## Exercise requirements
1. According to the Laredo article, what share of Laredo's population is Hispanic?
2. Reproduce a stretch of the Laredo article word for word. Begin at the words "Ilse Mendez stands" and stop after "through the yard.".

[BEGIN Selected text]

Ilse Mendez stands beneath an oil painting of Jesus Christ in a living room in the Heights, a working-class neighborhood in Laredo, Texas, about two miles from the border. A group of 13 men and women, mostly in their 40s and 50s, are pressed in together on folding chairs, but it’s quiet enough inside to hear the wind whistling through the yard.
They all watch intently as Mendez and her colleague, Berenice Gonzalez, fiddle with a cable connecting a laptop to the television. “We’re going to watch a video of a traffic stop,” Mendez explains in Spanish. The shaky video begins. A state trooper has pulled over a Latino man on the side of the highway and is asking him for a driver’s license he doesn’t have. The two go back and forth for several minutes: The Latino man pleading his case to no avail, the trooper continuing to press. Finally a border patrol cruiser pulls into the frame.
“Does anyone know what went wrong there?” Mendez asks once the video has finished. The crowd murmurs, but no one volunteers an answer. The encounter seems remarkably benign—no violence, no threats. But the driver has made several tiny errors in judgement—rights waived away, opportunities for closure missed, each one compounding into an avalanche of inevitability. Everyone here already knows how the story ends: The man is taken into custody and eventually deported.
The group has met here today for a Know Your Rights meeting, an informal advice session organized by the Laredo Immigrant Alliance. Everyone in the room other than Mendez and Gonzalez are undocumented, living in a sort of transnational purgatory. Many of these people have lived in the United States for years, even decades. But still they tread carefully, mindful that even the most innocuous interaction with law enforcement could end in a collision with border patrol and the threat of expulsion. It’s a tension that’s grown even more acute in recent years, as state and federal authorities have ratcheted up immigration enforcement. In Texas, deportations have jumped by more than 50 percent since 2016, primarily among Mexican, Honduran, Salvadoran, and Guatemalan immigrants.
For otherwise law-abiding immigrants, a relatively minor transgression can be the first domino that leads to deportation.
In 2017, the Texas legislature passed Senate Bill 4, considered by activists to be one of the most explicitly anti-immigrant laws in the country. The so-called “show-your-papers” bill gives Texas police freedom to question people they’ve stopped about their status, and requires law enforcement to cooperate with requests from federal immigration officials. That means for otherwise law-abiding immigrants, a relatively minor transgression—driving without a license, possession of marijuana, even a broken taillight—can be the first domino that leads to deportation. Critics decry this “deportation pipeline” and see the law as tacit racial profiling. As one activist put it, “When you give police this much discretion, you get discrimination.”
The bill, taken together with the federal government’s family separation policies and President Trump’s proposals for a border wall have left many immigrants, both legally documented and undocumented, feeling under assault. That’s especially true in places like Laredo, where 95 percent of the population is Hispanic. “The everyday effect is to signal to brown people that they are not welcome,” says Alex Birnel, of the nonprofit MOVE Texas.

[END Selected text]
[BEGIN Recorded data]

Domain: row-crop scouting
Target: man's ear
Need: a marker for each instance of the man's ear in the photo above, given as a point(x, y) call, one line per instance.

[END Recorded data]

## Results in order
1. 95 percent

2.
Ilse Mendez stands beneath an oil painting of Jesus Christ in a living room in the Heights, a working-class neighborhood in Laredo, Texas, about two miles from the border. A group of 13 men and women, mostly in their 40s and 50s, are pressed in together on folding chairs, but it’s quiet enough inside to hear the wind whistling through the yard.